** Start of PASSAGE GIVEN **

(Edited & renamed)
Can we agree that the most pressing question of 2010 is: “Who are ya gonna vote against?”
The main candidates in that race hereabouts are: “Obama-Big Government-Kenyan Anti-Colonial World View-Higher Taxes for ‘Lil Ol’ You”-Socialism,”
versus
“Teahadist-Extremist-Nut Case in the Bedwomb-All-Out Attack on the social safety net.”
For some–a distinct minority–the question is whether we are voluntarily to descend further into the corporatocracy, where candidates are supported by investments, errr contributions, from corporations, and where the “bottom line” is profits, not people. Government of the CEOs, by the investors and for the wealthy. In that contest, nowhere laid out in so many words on the ballot, in this state the Democrats have put forward a Senate candidate who spends sums of contributions assuring us: “I am a businessman” who knows all about the bottom line.
Against this, a candidate who would have us believe that further regulation of our personal reproduction is what’s meant by less government.
Anyone to the left of Genghis Khan needs to face up to a certain reality in 2010: large numbers of Americans appear to have lost faith in the institution of government to do much of anything right and/or to solve social problems–or even to bring them up for discussion!! (Energy? Immigration? Global Warming? Where has Harry Reid been in the era of Hope and Change?).
People wanted change 24 months ago, and they still want it. Are the Democrats still running on that proposition? Doesn’t sound like it.
Instead, we get statements, press releases, advertisements that sound like they’re appealing to voters in the fine state of Jabberwock in their native tongue.
Are we seriously meant to extract meaning from any candidate who promises to fly east and “fight for the citizens of Colorado”? Fight whom–Kansas? Arkansas? Over what–banking regulation? Kool-Aid in school lunches? Is the Senate chamber to be made over as a site for the World Wrestling Federation, the senator from the Land of Steady Habits presiding?
How are “Democrats” meant to summon enthusiasm for someone whose list of contributors with home addresses in zip code 10021 was longer — and the amounts far, far larger– than those in 80237? Does that describe an agent of change?

** End of PASSAGE GIVEN **
** Start of GIVEN INFORMATION **

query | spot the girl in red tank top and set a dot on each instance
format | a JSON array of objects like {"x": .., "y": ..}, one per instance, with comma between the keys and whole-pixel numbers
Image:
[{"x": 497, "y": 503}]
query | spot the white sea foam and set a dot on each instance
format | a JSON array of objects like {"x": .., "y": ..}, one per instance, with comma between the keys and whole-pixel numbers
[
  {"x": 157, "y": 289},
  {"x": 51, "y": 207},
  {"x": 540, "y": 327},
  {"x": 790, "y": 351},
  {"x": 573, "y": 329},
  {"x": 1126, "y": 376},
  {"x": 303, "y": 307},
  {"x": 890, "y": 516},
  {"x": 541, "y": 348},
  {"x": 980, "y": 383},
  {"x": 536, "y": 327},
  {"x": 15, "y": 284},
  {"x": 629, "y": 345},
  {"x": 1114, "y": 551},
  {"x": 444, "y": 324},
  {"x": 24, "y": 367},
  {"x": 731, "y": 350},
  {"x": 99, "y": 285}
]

** End of GIVEN INFORMATION **
** Start of GIVEN INFORMATION **

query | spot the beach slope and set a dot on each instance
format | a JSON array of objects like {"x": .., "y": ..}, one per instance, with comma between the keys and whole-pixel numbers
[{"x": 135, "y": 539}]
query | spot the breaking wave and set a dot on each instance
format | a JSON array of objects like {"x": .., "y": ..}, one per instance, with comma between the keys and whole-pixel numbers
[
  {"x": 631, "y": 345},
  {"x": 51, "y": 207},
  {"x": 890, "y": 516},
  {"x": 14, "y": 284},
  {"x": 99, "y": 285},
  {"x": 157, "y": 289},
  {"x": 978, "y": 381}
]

** End of GIVEN INFORMATION **
** Start of GIVEN INFORMATION **

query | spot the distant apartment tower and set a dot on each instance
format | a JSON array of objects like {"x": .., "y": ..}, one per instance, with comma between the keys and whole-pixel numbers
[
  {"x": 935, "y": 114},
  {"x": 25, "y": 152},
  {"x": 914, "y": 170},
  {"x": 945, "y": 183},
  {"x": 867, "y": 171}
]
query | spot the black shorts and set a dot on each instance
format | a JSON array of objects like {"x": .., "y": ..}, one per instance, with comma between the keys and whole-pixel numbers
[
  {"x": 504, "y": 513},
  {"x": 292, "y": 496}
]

** End of GIVEN INFORMATION **

| SET EXERCISE A |
In the commentary on the 2010 election, what does the Democrats' Senate candidate in this state spend contributions assuring voters he is?
| SET EXERCISE B |
Carry the commentary on the 2010 election forward from its last sentence.
The entries above are not needed for this work.

| TASK OUTPUT A |
A businessman who knows all about the bottom line.

| TASK OUTPUT B |
While I, like others on this site, may regard Teahadists to be largely irrational and inarticulate, unsophisticated and uneducated, there is no denying a strong sense of anger abroad in the land…anger at having the value of their houses drop by 30, 40, 50 percent; anger at being stuck in a job they can’t stand because there are no others available; anger at being told they have to buy health insurance when they can’t afford it now; anger anger at voting for change and, two years later, feeling like most things haven’t changed, except possibly for the worse.
When anxiety replaces hope for change, and then morphs into anger, incumbents are in jeopardy. When government is no longer trusted to tell the truth, no longer trusted to do what’s best for ordinary people rather than for corporate lobbyists, then somethin’s blowin’ in the wind. It has happened before, and it is happening elsewhere ( http://www.guardian.co.uk/worl… ). Suddenly every rude or indifferent clerk at the Motor Vehicles department is a campaigner for the Teahadists. Airports and bridges in out of the way places, not the Interstate Highway system, become the symbols of what government does with tax dollars. How many voters did Hillary alienate by announcing a program to spend $50 million to buy healthy cook stoves to Africa — a worthy cause, no question, and I’m not questioning it — when millions of Americans are unsure about putting food on their own state-of-the-art six-burner range that came with the house that’s worth a few tens of thousands of dollars less than the mortgage–and may soon belong to the bank?
In the midst of this, what do we hear from the Democrats? “Patience,” from the President to a self-professed frustrated supporter. “Times are tough.”
Closer to home, it’s “He’s too extreme for Colorado,” from the “I am a businessman” appointee who visited every county (how many for the first time?) not to mention every townhouse in Washington where lobbyists were handing out doughnut holes in exchange for … whatever.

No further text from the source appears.